Content starts

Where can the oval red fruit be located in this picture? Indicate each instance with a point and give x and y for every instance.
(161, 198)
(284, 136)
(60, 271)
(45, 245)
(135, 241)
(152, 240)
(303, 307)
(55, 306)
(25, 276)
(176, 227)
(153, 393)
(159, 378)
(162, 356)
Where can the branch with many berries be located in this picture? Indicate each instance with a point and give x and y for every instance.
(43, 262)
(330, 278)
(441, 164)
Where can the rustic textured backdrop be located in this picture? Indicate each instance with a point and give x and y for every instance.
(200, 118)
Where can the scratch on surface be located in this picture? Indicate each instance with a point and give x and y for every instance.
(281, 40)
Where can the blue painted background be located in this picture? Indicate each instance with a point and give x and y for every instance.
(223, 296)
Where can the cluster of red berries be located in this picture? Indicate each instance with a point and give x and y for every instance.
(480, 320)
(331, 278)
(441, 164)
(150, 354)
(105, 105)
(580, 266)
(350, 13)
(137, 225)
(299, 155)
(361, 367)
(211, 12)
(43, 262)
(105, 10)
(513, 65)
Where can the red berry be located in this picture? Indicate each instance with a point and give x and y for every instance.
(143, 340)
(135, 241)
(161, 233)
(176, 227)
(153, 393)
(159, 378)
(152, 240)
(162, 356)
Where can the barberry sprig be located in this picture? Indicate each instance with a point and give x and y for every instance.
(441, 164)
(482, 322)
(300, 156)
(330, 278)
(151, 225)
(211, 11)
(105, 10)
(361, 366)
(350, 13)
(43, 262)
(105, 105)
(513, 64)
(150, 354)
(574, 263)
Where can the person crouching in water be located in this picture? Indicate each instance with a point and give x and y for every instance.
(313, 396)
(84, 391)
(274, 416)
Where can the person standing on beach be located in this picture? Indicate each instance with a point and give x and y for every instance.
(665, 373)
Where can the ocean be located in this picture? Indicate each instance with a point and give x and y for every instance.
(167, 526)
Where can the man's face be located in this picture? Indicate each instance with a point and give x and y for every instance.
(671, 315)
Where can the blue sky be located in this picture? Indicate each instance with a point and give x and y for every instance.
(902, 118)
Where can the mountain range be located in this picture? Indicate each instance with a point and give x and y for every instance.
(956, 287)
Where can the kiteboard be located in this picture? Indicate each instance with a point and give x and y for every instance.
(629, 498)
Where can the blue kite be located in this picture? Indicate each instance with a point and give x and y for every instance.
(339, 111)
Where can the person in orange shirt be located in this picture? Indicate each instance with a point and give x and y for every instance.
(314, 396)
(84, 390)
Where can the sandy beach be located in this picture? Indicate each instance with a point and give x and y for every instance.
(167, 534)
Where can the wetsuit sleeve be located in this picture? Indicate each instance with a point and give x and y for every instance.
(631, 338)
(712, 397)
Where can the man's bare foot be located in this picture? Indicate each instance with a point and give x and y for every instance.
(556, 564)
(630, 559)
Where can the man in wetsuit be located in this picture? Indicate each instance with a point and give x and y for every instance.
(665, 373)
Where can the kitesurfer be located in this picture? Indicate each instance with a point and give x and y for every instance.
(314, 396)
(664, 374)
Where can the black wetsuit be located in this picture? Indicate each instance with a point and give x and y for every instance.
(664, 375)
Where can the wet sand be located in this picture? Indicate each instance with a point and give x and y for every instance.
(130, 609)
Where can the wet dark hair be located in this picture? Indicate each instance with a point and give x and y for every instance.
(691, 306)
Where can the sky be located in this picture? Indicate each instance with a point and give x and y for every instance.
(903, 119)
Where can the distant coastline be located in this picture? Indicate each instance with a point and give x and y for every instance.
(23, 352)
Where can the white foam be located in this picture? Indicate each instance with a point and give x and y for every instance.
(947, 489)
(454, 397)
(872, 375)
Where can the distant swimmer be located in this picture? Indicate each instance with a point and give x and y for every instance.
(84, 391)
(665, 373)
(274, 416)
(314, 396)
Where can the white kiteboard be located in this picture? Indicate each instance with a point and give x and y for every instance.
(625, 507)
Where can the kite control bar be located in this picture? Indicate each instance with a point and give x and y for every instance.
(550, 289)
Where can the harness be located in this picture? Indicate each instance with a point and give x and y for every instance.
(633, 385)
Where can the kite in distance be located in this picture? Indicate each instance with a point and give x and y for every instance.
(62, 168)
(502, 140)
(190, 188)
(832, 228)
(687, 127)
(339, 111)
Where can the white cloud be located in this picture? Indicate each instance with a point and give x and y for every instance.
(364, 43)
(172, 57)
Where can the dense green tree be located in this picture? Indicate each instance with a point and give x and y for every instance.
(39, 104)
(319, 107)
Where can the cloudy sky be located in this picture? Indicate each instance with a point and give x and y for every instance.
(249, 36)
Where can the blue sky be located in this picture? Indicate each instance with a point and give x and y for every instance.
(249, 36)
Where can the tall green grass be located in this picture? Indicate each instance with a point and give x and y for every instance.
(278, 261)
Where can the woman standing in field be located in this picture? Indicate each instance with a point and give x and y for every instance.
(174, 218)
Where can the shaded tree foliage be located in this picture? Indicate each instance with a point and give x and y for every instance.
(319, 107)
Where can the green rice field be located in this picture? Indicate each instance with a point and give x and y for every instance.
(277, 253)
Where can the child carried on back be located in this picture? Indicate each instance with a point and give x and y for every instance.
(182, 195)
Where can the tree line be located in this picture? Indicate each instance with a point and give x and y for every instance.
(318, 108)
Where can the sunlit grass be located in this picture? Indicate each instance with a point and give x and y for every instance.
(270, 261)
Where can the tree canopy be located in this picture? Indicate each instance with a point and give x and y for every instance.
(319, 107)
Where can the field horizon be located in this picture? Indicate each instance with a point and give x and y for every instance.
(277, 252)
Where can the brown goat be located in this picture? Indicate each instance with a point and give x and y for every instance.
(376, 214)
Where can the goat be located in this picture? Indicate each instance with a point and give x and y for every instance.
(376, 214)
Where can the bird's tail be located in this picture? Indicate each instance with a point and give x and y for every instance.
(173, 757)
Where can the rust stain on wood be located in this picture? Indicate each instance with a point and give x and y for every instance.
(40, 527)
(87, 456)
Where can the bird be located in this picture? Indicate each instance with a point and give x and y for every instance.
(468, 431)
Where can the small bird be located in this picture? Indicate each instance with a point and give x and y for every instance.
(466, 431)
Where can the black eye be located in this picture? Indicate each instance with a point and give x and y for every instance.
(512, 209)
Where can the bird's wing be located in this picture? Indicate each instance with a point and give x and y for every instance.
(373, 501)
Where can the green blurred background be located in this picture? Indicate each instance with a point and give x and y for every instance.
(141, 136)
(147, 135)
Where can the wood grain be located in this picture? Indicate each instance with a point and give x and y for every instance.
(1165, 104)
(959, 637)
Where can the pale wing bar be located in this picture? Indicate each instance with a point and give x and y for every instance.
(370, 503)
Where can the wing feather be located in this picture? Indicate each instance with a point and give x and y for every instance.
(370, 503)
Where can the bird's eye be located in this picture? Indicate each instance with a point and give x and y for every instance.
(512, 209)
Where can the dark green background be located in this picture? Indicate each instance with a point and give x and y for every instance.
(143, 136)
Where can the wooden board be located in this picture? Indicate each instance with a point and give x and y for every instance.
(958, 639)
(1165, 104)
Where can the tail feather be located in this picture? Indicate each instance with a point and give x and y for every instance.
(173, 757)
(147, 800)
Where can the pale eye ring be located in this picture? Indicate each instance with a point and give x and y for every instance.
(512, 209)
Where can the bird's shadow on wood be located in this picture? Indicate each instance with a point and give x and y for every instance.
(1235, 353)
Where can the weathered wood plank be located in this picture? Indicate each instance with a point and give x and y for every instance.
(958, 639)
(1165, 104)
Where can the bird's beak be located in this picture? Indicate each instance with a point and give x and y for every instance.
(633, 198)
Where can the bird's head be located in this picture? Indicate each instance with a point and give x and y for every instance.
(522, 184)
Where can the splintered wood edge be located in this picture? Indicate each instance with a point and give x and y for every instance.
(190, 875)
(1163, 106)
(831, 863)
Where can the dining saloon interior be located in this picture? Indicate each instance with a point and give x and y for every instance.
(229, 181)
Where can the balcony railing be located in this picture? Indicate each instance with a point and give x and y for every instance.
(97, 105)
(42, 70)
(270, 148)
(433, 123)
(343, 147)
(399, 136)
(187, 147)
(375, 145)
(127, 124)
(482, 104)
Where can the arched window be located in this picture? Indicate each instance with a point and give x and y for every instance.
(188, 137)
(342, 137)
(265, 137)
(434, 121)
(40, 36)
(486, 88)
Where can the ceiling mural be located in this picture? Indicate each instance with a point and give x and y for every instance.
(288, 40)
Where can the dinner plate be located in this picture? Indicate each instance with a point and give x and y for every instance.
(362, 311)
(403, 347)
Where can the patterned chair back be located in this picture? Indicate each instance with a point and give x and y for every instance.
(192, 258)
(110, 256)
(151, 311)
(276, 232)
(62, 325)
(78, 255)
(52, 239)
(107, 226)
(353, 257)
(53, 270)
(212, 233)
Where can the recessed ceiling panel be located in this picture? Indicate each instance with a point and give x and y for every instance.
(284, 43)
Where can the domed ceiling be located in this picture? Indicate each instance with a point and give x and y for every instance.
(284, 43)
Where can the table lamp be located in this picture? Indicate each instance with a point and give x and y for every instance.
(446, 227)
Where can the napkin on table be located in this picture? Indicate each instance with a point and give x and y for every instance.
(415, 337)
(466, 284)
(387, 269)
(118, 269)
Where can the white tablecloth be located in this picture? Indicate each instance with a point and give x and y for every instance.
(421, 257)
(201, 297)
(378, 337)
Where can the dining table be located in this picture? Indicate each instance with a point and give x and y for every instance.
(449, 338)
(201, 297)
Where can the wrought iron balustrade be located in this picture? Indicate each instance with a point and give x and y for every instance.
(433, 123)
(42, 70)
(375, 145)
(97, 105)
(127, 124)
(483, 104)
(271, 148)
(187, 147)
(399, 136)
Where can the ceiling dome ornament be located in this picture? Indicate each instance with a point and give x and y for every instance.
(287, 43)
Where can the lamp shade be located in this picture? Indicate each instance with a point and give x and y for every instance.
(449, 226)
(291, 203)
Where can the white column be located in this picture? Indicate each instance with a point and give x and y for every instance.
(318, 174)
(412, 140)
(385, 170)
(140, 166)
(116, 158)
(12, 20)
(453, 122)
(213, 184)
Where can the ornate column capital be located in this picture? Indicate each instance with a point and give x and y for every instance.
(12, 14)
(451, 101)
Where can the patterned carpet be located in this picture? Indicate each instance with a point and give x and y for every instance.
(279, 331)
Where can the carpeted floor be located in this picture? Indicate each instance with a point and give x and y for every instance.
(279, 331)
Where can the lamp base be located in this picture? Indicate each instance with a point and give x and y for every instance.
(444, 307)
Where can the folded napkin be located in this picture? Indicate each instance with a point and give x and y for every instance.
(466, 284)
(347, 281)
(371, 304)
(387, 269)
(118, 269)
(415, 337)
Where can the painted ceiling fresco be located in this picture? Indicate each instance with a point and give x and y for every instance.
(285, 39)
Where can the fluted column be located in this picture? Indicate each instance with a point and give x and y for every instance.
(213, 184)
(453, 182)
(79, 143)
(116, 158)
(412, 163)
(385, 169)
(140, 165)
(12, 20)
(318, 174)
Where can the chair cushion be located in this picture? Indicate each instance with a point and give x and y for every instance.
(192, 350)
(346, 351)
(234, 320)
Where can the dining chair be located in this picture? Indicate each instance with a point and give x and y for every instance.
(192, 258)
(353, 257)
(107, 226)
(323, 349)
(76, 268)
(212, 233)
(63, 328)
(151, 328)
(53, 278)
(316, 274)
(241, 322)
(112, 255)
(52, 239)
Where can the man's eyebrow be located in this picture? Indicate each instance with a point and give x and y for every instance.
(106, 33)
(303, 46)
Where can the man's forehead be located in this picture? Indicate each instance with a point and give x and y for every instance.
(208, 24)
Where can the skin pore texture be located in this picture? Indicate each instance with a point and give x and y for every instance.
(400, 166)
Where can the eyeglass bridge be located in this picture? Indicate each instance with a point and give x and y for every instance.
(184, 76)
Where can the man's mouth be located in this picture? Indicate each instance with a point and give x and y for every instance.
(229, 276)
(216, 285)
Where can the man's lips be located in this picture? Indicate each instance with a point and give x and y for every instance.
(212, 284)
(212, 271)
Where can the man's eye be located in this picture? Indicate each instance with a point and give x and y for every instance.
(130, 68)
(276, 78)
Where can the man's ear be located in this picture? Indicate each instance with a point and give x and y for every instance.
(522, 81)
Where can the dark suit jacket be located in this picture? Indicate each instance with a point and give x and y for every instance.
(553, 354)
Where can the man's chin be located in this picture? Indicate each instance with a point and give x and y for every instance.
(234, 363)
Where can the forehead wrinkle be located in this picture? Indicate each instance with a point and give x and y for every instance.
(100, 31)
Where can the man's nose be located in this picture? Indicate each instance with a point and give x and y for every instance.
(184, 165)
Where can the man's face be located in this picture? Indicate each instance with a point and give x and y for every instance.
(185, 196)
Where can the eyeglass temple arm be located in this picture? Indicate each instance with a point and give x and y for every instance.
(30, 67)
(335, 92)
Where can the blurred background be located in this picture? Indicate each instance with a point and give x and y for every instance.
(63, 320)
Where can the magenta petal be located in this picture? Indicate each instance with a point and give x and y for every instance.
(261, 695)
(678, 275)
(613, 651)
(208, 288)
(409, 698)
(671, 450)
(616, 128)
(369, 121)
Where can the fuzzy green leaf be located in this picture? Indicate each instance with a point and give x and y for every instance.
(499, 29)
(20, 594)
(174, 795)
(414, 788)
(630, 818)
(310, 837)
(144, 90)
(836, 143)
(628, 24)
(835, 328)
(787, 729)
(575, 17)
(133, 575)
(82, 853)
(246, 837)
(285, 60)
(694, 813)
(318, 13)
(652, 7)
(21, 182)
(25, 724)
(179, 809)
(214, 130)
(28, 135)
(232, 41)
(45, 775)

Content ends

◆ Assigned task
Every line from the one holding "Where can the blurred" through the final line of the listing must be echoed exactly; leave out all other lines.

◆ Written solution
Where can the blurred background be located in this picture? Indicate each instance with a point and give x and y for every instance.
(63, 320)
Where can the magenta petal be located in this picture? Indicate each instance with a point and give x and y for every instance.
(261, 695)
(678, 275)
(613, 651)
(208, 288)
(409, 698)
(671, 450)
(616, 128)
(369, 121)
Where can the fuzzy green leaf be located in this picture? Indicate each instance with a point and give x and y for every instance.
(499, 29)
(20, 594)
(174, 795)
(414, 788)
(630, 818)
(310, 837)
(144, 90)
(836, 143)
(628, 24)
(835, 328)
(787, 729)
(575, 17)
(133, 575)
(82, 853)
(246, 837)
(285, 60)
(694, 813)
(318, 13)
(652, 7)
(21, 182)
(25, 724)
(179, 809)
(214, 130)
(28, 135)
(232, 41)
(45, 775)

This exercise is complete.